Supplied information

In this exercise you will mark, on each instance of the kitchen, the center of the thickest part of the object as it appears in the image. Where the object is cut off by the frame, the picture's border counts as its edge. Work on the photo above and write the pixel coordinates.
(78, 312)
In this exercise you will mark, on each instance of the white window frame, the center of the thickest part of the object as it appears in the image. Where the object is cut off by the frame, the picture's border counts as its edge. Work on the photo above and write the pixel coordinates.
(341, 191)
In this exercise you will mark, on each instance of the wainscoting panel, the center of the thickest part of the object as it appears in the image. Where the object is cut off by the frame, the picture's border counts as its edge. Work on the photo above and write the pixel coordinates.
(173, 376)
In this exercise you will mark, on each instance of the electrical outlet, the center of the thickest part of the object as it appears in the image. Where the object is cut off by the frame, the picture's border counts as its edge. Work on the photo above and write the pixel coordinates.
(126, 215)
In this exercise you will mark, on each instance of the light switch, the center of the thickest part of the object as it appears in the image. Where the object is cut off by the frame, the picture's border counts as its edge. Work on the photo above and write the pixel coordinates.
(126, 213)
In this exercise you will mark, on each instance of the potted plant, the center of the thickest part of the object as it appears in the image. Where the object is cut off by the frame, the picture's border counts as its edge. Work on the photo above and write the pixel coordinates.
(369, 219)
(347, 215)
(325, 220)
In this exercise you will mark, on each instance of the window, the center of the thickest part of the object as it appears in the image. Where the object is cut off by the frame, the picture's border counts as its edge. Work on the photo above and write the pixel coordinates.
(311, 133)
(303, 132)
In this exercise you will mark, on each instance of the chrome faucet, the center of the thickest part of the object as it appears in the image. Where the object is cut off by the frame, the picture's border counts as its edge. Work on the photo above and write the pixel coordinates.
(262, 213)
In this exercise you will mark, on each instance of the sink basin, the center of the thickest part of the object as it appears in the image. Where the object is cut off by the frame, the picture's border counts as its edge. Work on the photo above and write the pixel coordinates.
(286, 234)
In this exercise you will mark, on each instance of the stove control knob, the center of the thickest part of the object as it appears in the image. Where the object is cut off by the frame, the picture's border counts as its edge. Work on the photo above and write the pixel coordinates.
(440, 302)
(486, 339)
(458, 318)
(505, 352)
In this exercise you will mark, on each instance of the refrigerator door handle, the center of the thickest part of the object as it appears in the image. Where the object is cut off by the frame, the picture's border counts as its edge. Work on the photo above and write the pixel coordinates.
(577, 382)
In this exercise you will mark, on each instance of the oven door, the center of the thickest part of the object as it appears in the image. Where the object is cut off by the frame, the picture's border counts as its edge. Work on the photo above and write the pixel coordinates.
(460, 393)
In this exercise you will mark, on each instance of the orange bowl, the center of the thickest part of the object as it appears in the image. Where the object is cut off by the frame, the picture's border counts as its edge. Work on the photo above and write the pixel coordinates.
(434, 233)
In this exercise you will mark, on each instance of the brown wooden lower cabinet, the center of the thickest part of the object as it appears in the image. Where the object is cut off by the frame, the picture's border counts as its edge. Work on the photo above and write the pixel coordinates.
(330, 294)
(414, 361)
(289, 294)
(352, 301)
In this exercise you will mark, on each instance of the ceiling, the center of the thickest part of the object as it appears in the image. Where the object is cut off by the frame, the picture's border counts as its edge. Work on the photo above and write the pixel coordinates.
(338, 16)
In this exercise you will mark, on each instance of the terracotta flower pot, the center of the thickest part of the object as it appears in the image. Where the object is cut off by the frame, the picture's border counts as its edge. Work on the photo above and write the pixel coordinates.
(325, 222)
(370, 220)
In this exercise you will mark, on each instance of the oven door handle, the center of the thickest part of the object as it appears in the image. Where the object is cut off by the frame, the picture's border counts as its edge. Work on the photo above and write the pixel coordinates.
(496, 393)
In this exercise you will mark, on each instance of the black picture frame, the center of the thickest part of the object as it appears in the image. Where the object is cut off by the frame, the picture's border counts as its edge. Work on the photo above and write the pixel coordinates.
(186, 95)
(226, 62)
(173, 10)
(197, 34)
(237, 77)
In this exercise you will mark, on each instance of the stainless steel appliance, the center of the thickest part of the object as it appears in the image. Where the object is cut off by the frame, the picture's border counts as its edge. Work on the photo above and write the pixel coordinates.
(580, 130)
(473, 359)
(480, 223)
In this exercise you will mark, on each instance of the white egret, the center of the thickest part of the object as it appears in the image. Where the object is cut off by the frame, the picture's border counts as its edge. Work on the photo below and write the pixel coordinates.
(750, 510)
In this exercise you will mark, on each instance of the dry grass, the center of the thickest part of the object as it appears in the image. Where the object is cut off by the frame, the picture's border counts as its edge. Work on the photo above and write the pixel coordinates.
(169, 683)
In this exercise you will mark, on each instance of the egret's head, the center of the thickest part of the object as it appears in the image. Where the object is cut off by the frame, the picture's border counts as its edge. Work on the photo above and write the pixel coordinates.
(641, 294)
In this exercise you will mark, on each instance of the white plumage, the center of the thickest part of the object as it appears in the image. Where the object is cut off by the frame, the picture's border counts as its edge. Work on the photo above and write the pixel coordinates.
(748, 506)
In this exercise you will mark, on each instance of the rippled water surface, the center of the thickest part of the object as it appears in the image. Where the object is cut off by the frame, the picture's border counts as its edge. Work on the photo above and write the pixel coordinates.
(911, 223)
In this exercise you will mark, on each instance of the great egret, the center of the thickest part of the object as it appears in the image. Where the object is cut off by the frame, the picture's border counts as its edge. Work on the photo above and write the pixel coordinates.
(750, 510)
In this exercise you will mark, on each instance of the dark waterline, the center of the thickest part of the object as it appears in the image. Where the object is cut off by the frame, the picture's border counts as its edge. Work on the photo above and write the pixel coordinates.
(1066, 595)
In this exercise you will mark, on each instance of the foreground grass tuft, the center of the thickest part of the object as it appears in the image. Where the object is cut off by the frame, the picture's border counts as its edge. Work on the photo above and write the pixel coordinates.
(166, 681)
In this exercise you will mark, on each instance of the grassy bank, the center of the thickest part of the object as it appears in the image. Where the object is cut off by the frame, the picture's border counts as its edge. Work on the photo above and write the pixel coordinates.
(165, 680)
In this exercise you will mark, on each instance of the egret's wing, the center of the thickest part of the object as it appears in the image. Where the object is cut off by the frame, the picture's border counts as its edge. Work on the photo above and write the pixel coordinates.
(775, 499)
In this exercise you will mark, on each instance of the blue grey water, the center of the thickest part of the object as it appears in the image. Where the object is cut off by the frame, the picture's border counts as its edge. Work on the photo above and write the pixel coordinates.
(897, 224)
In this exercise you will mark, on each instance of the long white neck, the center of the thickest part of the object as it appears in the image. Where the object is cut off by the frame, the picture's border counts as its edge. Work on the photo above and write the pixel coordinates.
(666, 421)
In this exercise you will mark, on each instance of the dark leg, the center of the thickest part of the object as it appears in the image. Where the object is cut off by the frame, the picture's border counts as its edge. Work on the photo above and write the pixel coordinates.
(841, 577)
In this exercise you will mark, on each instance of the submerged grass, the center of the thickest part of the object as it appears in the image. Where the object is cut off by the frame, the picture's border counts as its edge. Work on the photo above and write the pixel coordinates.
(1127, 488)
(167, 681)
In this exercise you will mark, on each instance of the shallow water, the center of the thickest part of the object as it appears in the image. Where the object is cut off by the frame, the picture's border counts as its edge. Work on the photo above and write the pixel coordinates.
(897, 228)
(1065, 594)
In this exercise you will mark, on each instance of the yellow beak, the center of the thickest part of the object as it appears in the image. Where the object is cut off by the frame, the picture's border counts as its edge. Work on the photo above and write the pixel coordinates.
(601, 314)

Your goal
Return the full listing. Leave every word as it stands.

Answer to the exercise
In this exercise you will mark, on each instance of the kitchen, the center of the thickest part of the object as it appears in the image. Where the object is cut off by the frame, the picture's border counts as its edge. Work on the photo above and write the pixel coordinates.
(78, 312)
In this exercise you will mark, on each instance of the white window frame, the center of the thickest part of the object as it appears in the image. Where the object is cut off by the frame, the picture's border counts as its edge. Work on the photo above and write the pixel coordinates.
(341, 191)
In this exercise you will mark, on each instance of the wainscoting panel, the center of the thickest part of the object as it appears in the image. Where the object is cut off by the frame, the picture's border counts as its edge. Work on the photo above and write the pixel coordinates.
(173, 376)
In this exercise you will mark, on each instance of the electrical outlet, the center of the thickest part of the object as it appears in the image. Where the object is cut off by the frame, the picture's border counts as its edge. Work on the photo above and write the pixel coordinates.
(126, 215)
In this exercise you will mark, on each instance of the light switch, the center of the thickest part of the object as it appears in the image. Where the object is cut off by the frame, the picture's border counts as its edge. Work on the photo above and write the pixel coordinates.
(126, 213)
In this exercise you will mark, on each instance of the potted plant, the center of the thickest part of the object as it appears in the image. Where the object is cut off by the frame, the picture's border counts as its edge. Work on the photo above and write the pixel coordinates.
(369, 219)
(347, 215)
(325, 220)
In this exercise you will mark, on each instance of the window, the center of the thickest part of the object as it appears in the image. Where the object is cut off by the frame, the picture's border counts as its edge. Work on the photo above and write the pixel coordinates.
(311, 133)
(303, 132)
In this exercise you will mark, on each instance of the chrome faucet, the center of the thickest part of the object as it appears in the image. Where the object is cut off by the frame, the picture's border counts as its edge. Work on the photo above and write the pixel coordinates.
(262, 213)
In this exercise you will mark, on each instance of the sink basin, the center of the thickest part of the object as it appears in the image. Where the object is cut off by the frame, the picture's border counts as its edge. Work on the photo above and write the pixel coordinates.
(286, 234)
In this exercise you will mark, on each instance of the stove control knob, the center of the thickest part of the object as it appears in the image. Where the object is cut off by the frame, the picture's border counts as its edge. Work on the photo above and write the pixel coordinates.
(440, 302)
(486, 339)
(458, 318)
(505, 352)
In this exercise you will mark, on each instance of the refrigerator door handle, the center of the thickest part of the object as it appears in the image. Where the object is cut off by the frame, the picture's border counts as its edge. Work on the photo above and write the pixel coordinates.
(577, 382)
In this exercise you will mark, on each instance of the oven door, the center of the thickest part of the object as it appears in the image. Where the object is cut off by the frame, the picture's border counts as its edge. Work on the photo above and write the pixel coordinates.
(460, 393)
In this exercise you will mark, on each instance of the orange bowl, the center of the thickest part of the object as it appears in the image. Where the object is cut off by the frame, the picture's border counts as its edge. Work on the photo above and write the pixel coordinates.
(434, 233)
In this exercise you will mark, on each instance of the brown wooden lower cabinet, the center of the thickest part of the object as it appears in the image. Where the object is cut off by the frame, the picture's border counts as its edge. Work on the photo above and write the pixel coordinates.
(330, 294)
(414, 361)
(289, 294)
(352, 301)
In this exercise you will mark, on each instance of the ceiling, the center of the thickest part of the object as it appears in the image. Where the object is cut off by the frame, the picture's border counts as its edge. Work on the photo above and write the pixel coordinates.
(338, 16)
In this exercise you will mark, on each instance of the terracotta flower pot, the center of the thickest part of the object as it appears in the image. Where the object is cut off by the frame, the picture's border counts as its edge. Work on the photo above and write the pixel coordinates.
(325, 222)
(370, 220)
In this exercise you will mark, on each instance of the oven door handle, the center of the thickest part of the object as it appears in the image. Where the object is cut off by the frame, the picture's border counts as its edge. Work on the photo above and write the pixel coordinates.
(496, 393)
In this exercise you will mark, on each instance of the black picture frame, the center of the thickest part of the object as it appears in the image. Where the object is cut off by the frame, the picture's border counts as its edge. Work on the photo above and write the pixel coordinates.
(186, 95)
(226, 62)
(173, 10)
(197, 34)
(237, 77)
In this exercise you will mark, on each instance of the stainless steel appliance, the center of the thickest part of the object as it appears in the image. Where the object is cut off by the frame, the picture's border counts as its edge. Work on the photo above and write the pixel coordinates.
(580, 130)
(473, 359)
(480, 223)
In this exercise you will mark, on each instance of the white egret, the center of the thickest part of the object as it appears in the image. Where the object is cut off by the frame, the picture's border counts as its edge. Work on the photo below and write the pixel coordinates.
(750, 510)
In this exercise you will mark, on each instance of the dry grass, the center of the thickest part of the object as it appears in the image. Where the object is cut off by the frame, the picture's border counts as its edge. Work on the photo above and write the pixel coordinates.
(169, 683)
In this exercise you will mark, on each instance of the egret's head, the center of the thickest part of the object as it appears in the image. Where the object is cut off by the frame, the picture's border counts as its edge. Work on the photo above and write the pixel coordinates.
(641, 294)
In this exercise you will mark, on each instance of the white plumage, the center of the thickest part of the object as it appears in the image. Where the object is cut off by the frame, the picture's border counts as its edge. Work on the photo above and write the pixel coordinates.
(748, 506)
In this exercise you will mark, on each instance of the rippled water surface, the center of the thickest part of the object as it appears in the image. Where the object is cut off by the frame, the picture's border counts as its edge. Work on the photo above and write the pixel coordinates.
(911, 223)
In this exercise you will mark, on each instance of the great egret, the center of the thickest part of the object as it appears in the image. Where the object is cut off by the frame, the picture's border counts as its edge. Work on the photo above and write the pixel coordinates.
(750, 510)
In this exercise you will mark, on each instance of the dark waterline, the center of the thickest part of the object as it appears in the image. Where the object is cut off by the frame, the picture's border counts as its edge. Work on the photo above and write the pixel coordinates.
(1066, 595)
In this exercise you will mark, on each instance of the foreground grass tuft, the center of the thickest part of the object as it appears in the image. Where the object is cut off by the frame, the picture's border counts as its edge. Work on the photo above and write the pixel coordinates.
(166, 681)
In this exercise you will mark, on each instance of the grassy bank, the center of the thickest part of the object as it appears in the image. Where the object is cut off by the frame, the picture's border counts as its edge. Work on the photo above and write the pixel coordinates.
(165, 680)
In this exercise you will mark, on each instance of the egret's wing, the center of the thickest part of the object as it appears in the image. Where the object is cut off by the frame, the picture's border counts as its edge. Work on the photo above and write the pixel coordinates.
(775, 499)
In this exercise you will mark, on each instance of the blue grey water, the center of the thickest part of the object as it appears in the image. Where the object is cut off by the frame, the picture's border counts as its edge. Work on the photo above and write the pixel coordinates.
(897, 224)
In this exercise you will mark, on each instance of the long white neck, the center of the thickest part of the object as it appears in the image. Where the object is cut off by the frame, the picture's border counts as its edge. Work on the photo above and write the pixel coordinates.
(666, 421)
In this exercise you will mark, on each instance of the dark leg, the center of the thickest part of the object as it appears in the image. Where the object is cut off by the frame, the picture's border counts as its edge. Work on the photo above and write the pixel coordinates.
(841, 577)
In this exercise you will mark, on each instance of the submerged grass, the center of the thickest part of the object as it appears in the image. Where the object is cut off by the frame, the picture's border counts as its edge. Work on the photo above and write the pixel coordinates.
(1127, 488)
(167, 681)
In this exercise you will mark, on each instance of the shallow water, the center of the thickest part of the object as it appears in the image. Where the object is cut off by the frame, the picture's border counts as its edge. Work on the photo above and write the pixel coordinates.
(897, 228)
(1065, 594)
In this exercise you will mark, on each instance of the yellow beak, the center of the thickest part of the object as it appears in the image. Where the object is cut off by the frame, the picture's border counts as its edge. Work on the photo above and write the pixel coordinates.
(601, 314)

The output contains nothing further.